▶ PROVIDED MATERIAL
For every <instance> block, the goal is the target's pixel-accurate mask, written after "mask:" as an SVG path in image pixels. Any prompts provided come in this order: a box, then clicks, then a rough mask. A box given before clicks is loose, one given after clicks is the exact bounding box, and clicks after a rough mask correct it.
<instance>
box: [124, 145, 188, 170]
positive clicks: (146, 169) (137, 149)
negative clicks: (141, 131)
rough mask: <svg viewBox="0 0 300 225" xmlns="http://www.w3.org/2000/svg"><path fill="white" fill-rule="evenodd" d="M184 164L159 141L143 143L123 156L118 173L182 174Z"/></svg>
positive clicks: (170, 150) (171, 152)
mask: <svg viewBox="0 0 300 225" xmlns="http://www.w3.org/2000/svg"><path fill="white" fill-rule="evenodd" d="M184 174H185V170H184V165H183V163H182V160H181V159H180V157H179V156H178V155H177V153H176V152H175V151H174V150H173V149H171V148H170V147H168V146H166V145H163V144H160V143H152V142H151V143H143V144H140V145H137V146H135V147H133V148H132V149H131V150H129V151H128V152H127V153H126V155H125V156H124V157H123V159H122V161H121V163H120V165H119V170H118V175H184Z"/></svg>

--

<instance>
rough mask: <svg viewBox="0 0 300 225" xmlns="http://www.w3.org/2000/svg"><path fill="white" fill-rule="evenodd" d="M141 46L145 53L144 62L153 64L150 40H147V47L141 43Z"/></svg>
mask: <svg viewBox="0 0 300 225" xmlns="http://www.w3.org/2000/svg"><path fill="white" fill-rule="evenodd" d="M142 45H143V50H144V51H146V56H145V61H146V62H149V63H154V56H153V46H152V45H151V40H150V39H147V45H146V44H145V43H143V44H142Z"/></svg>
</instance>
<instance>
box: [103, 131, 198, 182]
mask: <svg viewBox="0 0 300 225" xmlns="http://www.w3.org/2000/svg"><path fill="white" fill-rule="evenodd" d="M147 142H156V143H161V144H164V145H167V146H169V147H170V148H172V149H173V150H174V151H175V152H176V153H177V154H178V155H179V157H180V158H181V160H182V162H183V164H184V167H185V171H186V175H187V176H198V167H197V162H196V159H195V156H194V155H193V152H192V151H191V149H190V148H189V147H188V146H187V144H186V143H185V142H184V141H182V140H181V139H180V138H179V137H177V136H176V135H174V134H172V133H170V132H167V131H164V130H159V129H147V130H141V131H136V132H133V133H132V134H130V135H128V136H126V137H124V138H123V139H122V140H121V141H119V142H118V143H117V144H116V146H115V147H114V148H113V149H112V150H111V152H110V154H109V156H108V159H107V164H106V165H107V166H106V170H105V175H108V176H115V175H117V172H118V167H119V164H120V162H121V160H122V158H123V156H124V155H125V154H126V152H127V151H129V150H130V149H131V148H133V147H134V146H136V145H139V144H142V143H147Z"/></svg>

▶ ASSIGNMENT
Everything above from the line containing "For every <instance>" down to the line containing "164L159 141L143 143L123" is to be transcribed exactly, with both of those lines included and nothing else added.

▶ ANSWER BELOW
For every <instance> block, the goal is the target's pixel-accurate mask, written after "mask:" as an SVG path in image pixels. Any prompts provided come in this order: a box, then clicks, then a rough mask. A box given before clicks is loose, one given after clicks is the exact bounding box, and clicks after a rough mask correct it.
<instance>
box: [124, 145, 188, 170]
positive clicks: (146, 169) (137, 149)
negative clicks: (141, 131)
rough mask: <svg viewBox="0 0 300 225" xmlns="http://www.w3.org/2000/svg"><path fill="white" fill-rule="evenodd" d="M184 164L159 141L143 143L123 156L118 173L182 174Z"/></svg>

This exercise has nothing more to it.